◆ Aufgabenstellung ◆
Gib den Abschnitt des Entscheidungstextes wieder, der mit den Worten „Der Verwaltungsgerichtshof hat“ beginnt und mit „seines Inhaltes aufgehoben.“ schließt, und tausche darin „Schriftführerin“ gegen „Protokollführerin“ aus.

◆ Dokumenttext ◆
VwGH vom 19.04.2022, Ra 2022/02/0024

Betreff

Der Verwaltungsgerichtshof hat durch den Vorsitzenden Senatspräsident Mag. Dr. Köller und den Hofrat Mag. Straßegger sowie die Hofrätin Dr. Koprivnikar als Richter und Richterin, unter Mitwirkung der Schriftführerin Mag. Vitecek, über die Revision des K in H, vertreten durch Dr. Johann Postlmayr, Rechtsanwalt in 5230 Mattighofen, Stadtplatz 6, gegen das Erkenntnis des Landesverwaltungsgerichtes Salzburg vom , 405-4/3886/1/15-2021, betreffend Übertretung der StVO und des KFG (belangte Behörde vor dem Verwaltungsgericht: Landespolizeidirektion Salzburg), zu Recht erkannt:

Spruch

Das angefochtene Erkenntnis wird wegen Rechtswidrigkeit seines Inhaltes aufgehoben.

Der Bund und das Land Salzburg haben dem Revisionswerber Aufwendungen in der Höhe von je € 673,20 binnen zwei Wochen bei sonstiger Exekution zu ersetzen.

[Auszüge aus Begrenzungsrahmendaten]
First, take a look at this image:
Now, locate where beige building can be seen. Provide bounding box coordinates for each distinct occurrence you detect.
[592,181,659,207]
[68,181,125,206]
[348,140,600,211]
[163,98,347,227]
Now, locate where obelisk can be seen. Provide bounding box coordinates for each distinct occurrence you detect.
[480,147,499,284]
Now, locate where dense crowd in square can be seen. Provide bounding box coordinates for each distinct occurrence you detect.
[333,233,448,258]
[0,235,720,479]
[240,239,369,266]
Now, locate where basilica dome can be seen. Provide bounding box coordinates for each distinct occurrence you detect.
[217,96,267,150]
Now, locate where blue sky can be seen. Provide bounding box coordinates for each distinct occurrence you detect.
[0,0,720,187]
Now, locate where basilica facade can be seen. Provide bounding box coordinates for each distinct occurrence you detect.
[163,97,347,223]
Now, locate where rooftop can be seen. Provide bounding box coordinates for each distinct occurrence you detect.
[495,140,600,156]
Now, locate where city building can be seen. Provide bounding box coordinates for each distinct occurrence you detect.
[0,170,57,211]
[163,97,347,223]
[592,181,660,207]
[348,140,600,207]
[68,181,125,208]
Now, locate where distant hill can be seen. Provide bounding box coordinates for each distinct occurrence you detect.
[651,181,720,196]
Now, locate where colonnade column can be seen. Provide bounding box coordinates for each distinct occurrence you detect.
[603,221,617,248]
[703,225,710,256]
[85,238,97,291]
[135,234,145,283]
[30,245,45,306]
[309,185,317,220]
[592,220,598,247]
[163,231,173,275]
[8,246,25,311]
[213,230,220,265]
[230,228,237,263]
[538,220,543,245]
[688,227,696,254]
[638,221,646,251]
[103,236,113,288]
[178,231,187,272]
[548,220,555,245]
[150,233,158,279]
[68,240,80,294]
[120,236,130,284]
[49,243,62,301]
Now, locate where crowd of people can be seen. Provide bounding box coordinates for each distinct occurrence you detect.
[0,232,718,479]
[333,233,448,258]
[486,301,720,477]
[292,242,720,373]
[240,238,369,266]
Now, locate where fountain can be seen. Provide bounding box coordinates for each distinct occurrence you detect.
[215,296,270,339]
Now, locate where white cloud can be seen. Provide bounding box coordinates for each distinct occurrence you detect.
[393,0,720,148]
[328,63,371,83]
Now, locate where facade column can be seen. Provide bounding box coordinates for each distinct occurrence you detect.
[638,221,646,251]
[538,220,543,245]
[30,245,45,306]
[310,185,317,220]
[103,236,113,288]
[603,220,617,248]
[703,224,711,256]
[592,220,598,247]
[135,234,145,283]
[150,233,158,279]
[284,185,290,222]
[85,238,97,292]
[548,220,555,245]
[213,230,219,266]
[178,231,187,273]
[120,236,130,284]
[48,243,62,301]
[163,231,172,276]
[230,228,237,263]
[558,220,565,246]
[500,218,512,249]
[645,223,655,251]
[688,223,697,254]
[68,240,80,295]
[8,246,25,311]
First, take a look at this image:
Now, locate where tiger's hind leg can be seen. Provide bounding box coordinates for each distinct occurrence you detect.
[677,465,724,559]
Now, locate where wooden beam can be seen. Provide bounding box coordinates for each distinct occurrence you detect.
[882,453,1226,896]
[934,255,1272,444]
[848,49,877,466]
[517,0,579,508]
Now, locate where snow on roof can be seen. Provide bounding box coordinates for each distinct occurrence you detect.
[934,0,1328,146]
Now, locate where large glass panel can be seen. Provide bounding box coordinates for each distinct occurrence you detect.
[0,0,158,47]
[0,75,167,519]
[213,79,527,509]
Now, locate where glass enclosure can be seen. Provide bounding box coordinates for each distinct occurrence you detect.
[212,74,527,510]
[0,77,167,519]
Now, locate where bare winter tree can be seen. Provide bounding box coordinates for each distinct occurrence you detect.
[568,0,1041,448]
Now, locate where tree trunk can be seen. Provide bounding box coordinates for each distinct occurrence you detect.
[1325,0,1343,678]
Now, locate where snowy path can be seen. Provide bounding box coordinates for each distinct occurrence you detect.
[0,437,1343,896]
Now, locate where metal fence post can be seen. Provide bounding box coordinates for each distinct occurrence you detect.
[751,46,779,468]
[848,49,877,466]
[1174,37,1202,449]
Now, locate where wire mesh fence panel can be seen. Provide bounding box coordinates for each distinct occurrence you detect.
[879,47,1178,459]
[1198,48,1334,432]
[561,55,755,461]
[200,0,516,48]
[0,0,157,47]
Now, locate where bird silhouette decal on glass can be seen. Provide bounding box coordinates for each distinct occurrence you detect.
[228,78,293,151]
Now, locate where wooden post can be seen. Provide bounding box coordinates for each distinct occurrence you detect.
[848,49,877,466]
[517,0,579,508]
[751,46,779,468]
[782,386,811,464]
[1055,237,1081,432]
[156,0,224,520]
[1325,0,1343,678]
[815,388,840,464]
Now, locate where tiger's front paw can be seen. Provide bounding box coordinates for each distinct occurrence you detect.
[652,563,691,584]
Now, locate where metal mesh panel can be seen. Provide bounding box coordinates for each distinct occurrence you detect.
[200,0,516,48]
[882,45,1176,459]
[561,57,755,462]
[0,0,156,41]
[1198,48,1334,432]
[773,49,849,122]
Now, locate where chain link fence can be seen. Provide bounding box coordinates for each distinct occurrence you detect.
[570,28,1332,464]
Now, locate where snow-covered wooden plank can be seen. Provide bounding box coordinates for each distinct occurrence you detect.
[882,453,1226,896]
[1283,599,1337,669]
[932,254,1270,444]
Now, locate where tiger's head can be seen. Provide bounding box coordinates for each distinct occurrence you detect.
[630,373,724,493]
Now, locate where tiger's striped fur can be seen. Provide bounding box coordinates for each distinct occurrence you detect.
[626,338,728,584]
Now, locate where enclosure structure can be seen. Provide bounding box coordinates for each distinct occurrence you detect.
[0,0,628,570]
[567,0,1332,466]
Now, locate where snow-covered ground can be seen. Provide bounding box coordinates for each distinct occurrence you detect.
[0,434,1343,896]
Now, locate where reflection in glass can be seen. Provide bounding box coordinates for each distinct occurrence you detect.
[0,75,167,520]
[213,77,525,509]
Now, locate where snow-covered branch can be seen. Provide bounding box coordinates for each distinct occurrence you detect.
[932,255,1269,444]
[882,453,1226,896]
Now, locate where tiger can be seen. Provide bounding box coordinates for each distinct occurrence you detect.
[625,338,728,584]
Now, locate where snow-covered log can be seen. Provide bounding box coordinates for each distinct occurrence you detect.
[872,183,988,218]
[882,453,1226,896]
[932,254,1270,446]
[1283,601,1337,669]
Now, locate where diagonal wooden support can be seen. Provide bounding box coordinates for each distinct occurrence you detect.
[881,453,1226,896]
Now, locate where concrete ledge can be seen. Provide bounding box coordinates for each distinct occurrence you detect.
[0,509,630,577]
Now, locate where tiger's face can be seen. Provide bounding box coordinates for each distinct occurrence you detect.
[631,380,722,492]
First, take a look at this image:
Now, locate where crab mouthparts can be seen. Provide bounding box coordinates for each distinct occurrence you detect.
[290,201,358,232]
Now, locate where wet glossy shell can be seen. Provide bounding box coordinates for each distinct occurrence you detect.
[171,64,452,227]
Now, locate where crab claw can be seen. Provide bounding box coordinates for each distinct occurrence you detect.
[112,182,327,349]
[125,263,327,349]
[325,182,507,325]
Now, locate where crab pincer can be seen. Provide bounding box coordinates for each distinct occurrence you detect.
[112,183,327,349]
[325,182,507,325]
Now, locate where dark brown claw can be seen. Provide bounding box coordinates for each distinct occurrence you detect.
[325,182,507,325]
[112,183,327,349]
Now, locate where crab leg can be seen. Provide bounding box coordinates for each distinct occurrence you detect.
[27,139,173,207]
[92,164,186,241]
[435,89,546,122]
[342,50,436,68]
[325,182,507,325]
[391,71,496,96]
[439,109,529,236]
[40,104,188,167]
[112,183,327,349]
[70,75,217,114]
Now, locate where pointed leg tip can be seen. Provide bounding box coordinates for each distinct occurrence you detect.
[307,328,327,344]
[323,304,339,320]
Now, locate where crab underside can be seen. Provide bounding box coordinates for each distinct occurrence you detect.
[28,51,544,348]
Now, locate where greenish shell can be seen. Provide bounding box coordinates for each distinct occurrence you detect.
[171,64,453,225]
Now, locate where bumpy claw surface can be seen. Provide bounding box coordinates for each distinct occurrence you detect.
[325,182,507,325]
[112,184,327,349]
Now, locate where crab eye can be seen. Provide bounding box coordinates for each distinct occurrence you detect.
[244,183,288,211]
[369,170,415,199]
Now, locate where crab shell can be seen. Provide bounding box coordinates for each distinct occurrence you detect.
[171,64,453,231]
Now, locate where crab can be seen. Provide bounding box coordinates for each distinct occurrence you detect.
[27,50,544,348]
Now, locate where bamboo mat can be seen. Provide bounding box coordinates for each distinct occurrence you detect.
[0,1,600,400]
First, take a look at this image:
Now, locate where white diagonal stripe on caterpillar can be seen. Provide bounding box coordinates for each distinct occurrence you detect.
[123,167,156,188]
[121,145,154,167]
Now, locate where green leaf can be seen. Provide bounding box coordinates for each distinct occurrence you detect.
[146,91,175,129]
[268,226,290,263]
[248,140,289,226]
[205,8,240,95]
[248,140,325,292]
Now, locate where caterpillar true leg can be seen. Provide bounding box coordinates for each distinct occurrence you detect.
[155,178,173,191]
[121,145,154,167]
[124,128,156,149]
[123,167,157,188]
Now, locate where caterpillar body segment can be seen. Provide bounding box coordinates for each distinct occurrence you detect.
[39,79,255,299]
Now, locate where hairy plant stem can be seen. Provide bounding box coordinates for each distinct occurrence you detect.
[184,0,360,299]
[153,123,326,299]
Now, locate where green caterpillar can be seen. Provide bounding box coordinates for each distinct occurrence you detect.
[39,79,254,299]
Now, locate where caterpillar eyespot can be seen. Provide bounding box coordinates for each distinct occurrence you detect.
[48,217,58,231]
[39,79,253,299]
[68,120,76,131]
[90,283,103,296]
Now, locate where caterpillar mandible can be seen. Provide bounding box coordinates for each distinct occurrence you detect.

◆ Vollständige Lösung ◆
Der Verwaltungsgerichtshof hat durch den Vorsitzenden Senatspräsident Mag. Dr. Köller und den Hofrat Mag. Straßegger sowie die Hofrätin Dr. Koprivnikar als Richter und Richterin, unter Mitwirkung der Protokollführerin Mag. Vitecek, über die Revision des K in H, vertreten durch Dr. Johann Postlmayr, Rechtsanwalt in 5230 Mattighofen, Stadtplatz 6, gegen das Erkenntnis des Landesverwaltungsgerichtes Salzburg vom , 405-4/3886/1/15-2021, betreffend Übertretung der StVO und des KFG (belangte Behörde vor dem Verwaltungsgericht: Landespolizeidirektion Salzburg), zu Recht erkannt:

Spruch

Das angefochtene Erkenntnis wird wegen Rechtswidrigkeit seines Inhaltes aufgehoben.